Directive 1 »
In the Half-Life theories passage, rewrite the portion between "The following are" and "NOT a coincidence.", inclusive, and swap "Latin" for "Latin in high school".
Directive 2 »
Extend the Half-Life theories passage beyond its final sentence.

Reading passage »
_ _ _ _ _ _ _
The following are some points I found very interesting that I think those who love to analyze predict may like:

- Having taken Latin, when I first heard the name Nihilanth mentioned I noticed part of the word right away. The word "nihil" means "nothing" when translated. This is more than likely NOT a coincidence.

- The G-Man is probably the adminstrator. There doesn't seem to be too much argument against this. Throughout the beginning of the game you hear about a visit from someone from administration. The same reference is made in the Blue Shift manual, as there is a reassignment leter to Barney Calhoun form the office of the administrator.

- The G-Man's initials may be LM. The letter in the Half-Life manual is from the Office of Adminstration and is signed LM. The letter in the Blue Shift manual is also signed with these initials. This could be said to be an alias.

- The actual game takes place somewhere in the year 2000. The Date of Barney's reassignment is written as 05/09/200- and will take up his new assignement on 05/15/0-. I know some forms to have it written that way and to mean the year 2000. However, and here's a contradiciton, Shephard's last entry in the OpFor manual is dated March 15. Though his last entry says the mission could happen any day, it seems more likely it happened within a few days of his last shown entry. But still, this may or may not actually be a contradiction; Barney's first day on the Blue Shft is the day of the accident at Black Mesa and that occurs after the last entry of Shephard's journal. But then if you go back to the original Half-Life manual, Freeman's first day of work is May 15 (also writeen as 200-). IMO, the date is May 15, 2000. In which case that was one hell of a first day Freeman had.
_ _ _ _ _ _ _
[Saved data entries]

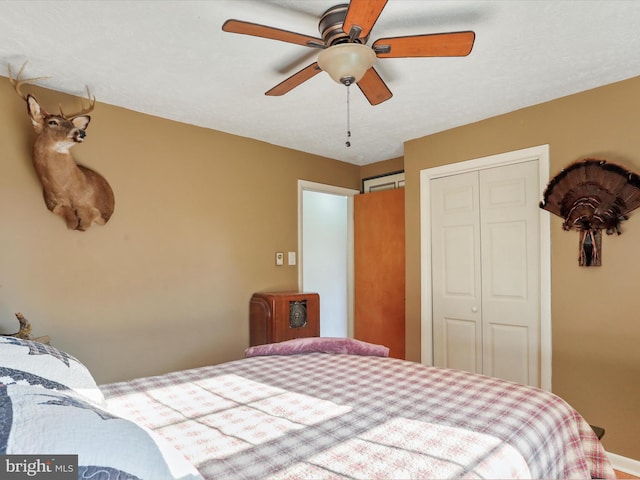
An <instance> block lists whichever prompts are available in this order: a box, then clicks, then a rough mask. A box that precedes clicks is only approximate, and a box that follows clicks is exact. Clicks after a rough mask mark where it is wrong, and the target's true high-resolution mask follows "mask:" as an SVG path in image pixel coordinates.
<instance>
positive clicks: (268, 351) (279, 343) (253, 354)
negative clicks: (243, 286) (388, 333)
mask: <svg viewBox="0 0 640 480" xmlns="http://www.w3.org/2000/svg"><path fill="white" fill-rule="evenodd" d="M312 352H321V353H346V354H350V355H368V356H373V357H388V356H389V348H387V347H385V346H384V345H375V344H373V343H367V342H363V341H361V340H355V339H353V338H332V337H307V338H296V339H294V340H286V341H284V342H280V343H268V344H266V345H257V346H255V347H249V348H247V349H246V350H245V351H244V356H245V357H257V356H263V355H297V354H299V353H312Z"/></svg>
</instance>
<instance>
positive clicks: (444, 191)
mask: <svg viewBox="0 0 640 480" xmlns="http://www.w3.org/2000/svg"><path fill="white" fill-rule="evenodd" d="M478 204H479V196H478V174H477V172H471V173H468V174H461V175H455V176H451V177H444V178H439V179H435V180H433V181H432V182H431V215H432V238H431V246H432V259H431V261H432V275H433V279H432V285H433V335H434V337H433V338H434V364H435V365H436V366H442V367H449V368H458V369H461V370H467V371H472V372H477V373H481V371H482V325H481V318H482V316H481V315H482V313H481V308H480V301H481V289H480V279H481V277H480V222H479V214H478V213H479V212H478V208H479V207H478Z"/></svg>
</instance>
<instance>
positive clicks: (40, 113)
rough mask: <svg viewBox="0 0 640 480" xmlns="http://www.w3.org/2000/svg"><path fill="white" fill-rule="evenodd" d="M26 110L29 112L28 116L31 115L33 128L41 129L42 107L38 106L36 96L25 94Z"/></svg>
mask: <svg viewBox="0 0 640 480" xmlns="http://www.w3.org/2000/svg"><path fill="white" fill-rule="evenodd" d="M27 112H29V117H31V123H33V128H35V129H36V131H37V132H39V131H40V130H42V122H43V119H44V114H43V113H42V109H41V108H40V104H39V103H38V101H37V100H36V97H34V96H33V95H29V96H27Z"/></svg>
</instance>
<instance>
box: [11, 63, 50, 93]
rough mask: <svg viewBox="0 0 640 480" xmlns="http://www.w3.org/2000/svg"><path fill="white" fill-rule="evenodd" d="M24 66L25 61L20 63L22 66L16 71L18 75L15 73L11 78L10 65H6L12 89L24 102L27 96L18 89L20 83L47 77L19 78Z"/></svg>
mask: <svg viewBox="0 0 640 480" xmlns="http://www.w3.org/2000/svg"><path fill="white" fill-rule="evenodd" d="M26 66H27V61H25V62H24V63H23V64H22V68H20V71H19V72H18V75H16V77H15V78H13V74H12V73H11V65H8V68H9V81H10V82H11V85H13V89H14V90H15V91H16V93H17V94H18V95H19V96H20V98H22V99H23V100H24V101H25V102H26V101H27V96H26V95H25V94H24V93H22V92H21V91H20V87H21V86H22V85H24V84H25V83H32V82H35V81H36V80H43V79H45V78H49V77H35V78H25V79H24V80H20V77H21V76H22V72H23V70H24V67H26Z"/></svg>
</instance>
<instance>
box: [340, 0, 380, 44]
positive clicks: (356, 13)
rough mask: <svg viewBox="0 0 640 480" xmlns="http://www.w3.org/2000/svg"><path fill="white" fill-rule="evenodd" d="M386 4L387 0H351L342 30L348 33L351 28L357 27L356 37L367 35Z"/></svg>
mask: <svg viewBox="0 0 640 480" xmlns="http://www.w3.org/2000/svg"><path fill="white" fill-rule="evenodd" d="M386 4H387V0H351V3H349V9H348V10H347V15H346V16H345V17H344V23H343V25H342V30H344V32H345V33H346V34H347V35H349V34H350V32H351V29H352V28H353V27H357V28H358V29H359V32H358V35H357V38H366V37H368V36H369V33H370V32H371V29H372V28H373V26H374V25H375V23H376V21H377V20H378V17H379V16H380V13H381V12H382V9H383V8H384V6H385V5H386Z"/></svg>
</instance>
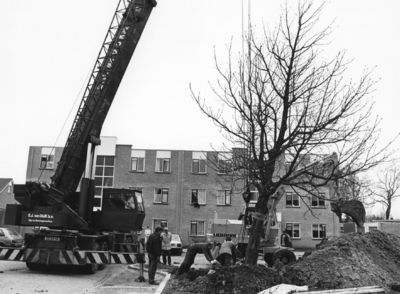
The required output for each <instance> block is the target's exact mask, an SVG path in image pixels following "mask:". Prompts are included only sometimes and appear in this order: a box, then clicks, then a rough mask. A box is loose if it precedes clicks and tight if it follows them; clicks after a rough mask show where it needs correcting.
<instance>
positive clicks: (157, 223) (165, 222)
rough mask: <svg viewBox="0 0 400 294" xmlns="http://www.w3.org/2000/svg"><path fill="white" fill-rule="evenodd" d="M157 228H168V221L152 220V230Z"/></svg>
mask: <svg viewBox="0 0 400 294" xmlns="http://www.w3.org/2000/svg"><path fill="white" fill-rule="evenodd" d="M157 227H162V228H168V221H167V220H166V219H153V230H155V228H157Z"/></svg>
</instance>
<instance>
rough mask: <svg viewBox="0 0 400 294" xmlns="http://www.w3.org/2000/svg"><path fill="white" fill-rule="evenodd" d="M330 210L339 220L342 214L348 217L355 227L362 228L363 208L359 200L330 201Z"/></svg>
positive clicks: (363, 219) (363, 224)
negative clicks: (358, 227)
mask: <svg viewBox="0 0 400 294" xmlns="http://www.w3.org/2000/svg"><path fill="white" fill-rule="evenodd" d="M331 210H332V211H333V212H334V213H336V215H337V216H338V217H339V219H340V218H341V217H342V213H344V214H347V215H349V216H350V217H351V218H352V219H353V220H354V222H355V223H356V225H357V227H359V228H364V223H365V214H366V213H365V208H364V205H363V204H362V202H361V201H359V200H355V199H353V200H347V201H346V200H343V199H341V198H338V199H335V200H333V201H332V204H331Z"/></svg>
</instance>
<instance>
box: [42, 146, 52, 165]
_ _ _ _ _ _ _
Answer space 1 »
The following are some points I found very interesting that I think those who love to analyze predict may like:

- Having taken Latin in high school, when I first heard the name Nihilanth mentioned I noticed part of the word right away. The word "nihil" means "nothing" when translated. This is more than likely NOT a coincidence.

Answer space 2 »
- Shephard arrives right after the incident begins (as said in Blue Shift), and wakes up after Freeman was knocked out and traversing through the desert to Lambda. Why? The one point in Freeman's game where there are no G-Man is after he has been knocked out and is making his way to Lambda, the first time you see him again before the end being in a lab using a teleporter. In this time, the G-Man could have been watching Shephard. Also, Shephard does not see him after reaching Lambda and then sees him aghain after leaving Lambda. In which case the G-Man probably had just made his offer to Freeman before making his last appearance to Shephard before Shephard fightsd the last boss.

- There was actually a bio written by Valve but not widely known, and appear on PHL, containing a brief look at Freeman's past, found here: http://www.planethalflife.com/half-life/guide/overview.shtm

- Dr. Kleiner was the name of the man in charge of the anamolous research laboratory. This is known by : A) the bio listed above since he was the one who hired Freeman, B) In the Blue Shift manual, the man recieving a copy of the letter was a Dr. Kleiner, and since the reassignment was to the anamolous materials labs, it makes since the man in charge of it would get a copy for a new secuirty officer, and C) It's mentioned in the letter to Freeman in the original Hlaf-Life. The scientist in the E3 demo is also called Dr. Kleiner.

- Black Mesa and it's labs fall under the Nucleuar Regulatory Commission. Their Emblem may be seen throughout certain levels of the game. The Commission is ran by 5 commissioners, one of their chief duties being administrative work. Now this could mean that the G-Man is in fact one of the five commissioners. However this is unlikely since SOMEONE would've taken a little more notice to someone THAT top level being present at either Black Mesa or Shephard's Boot Camp. More likely, he's one of their assistants. This would mean the employers he mentions to Freeman are the Commissioners and the President of the United States. If he is an alien, well, then there is even more the conspiracy.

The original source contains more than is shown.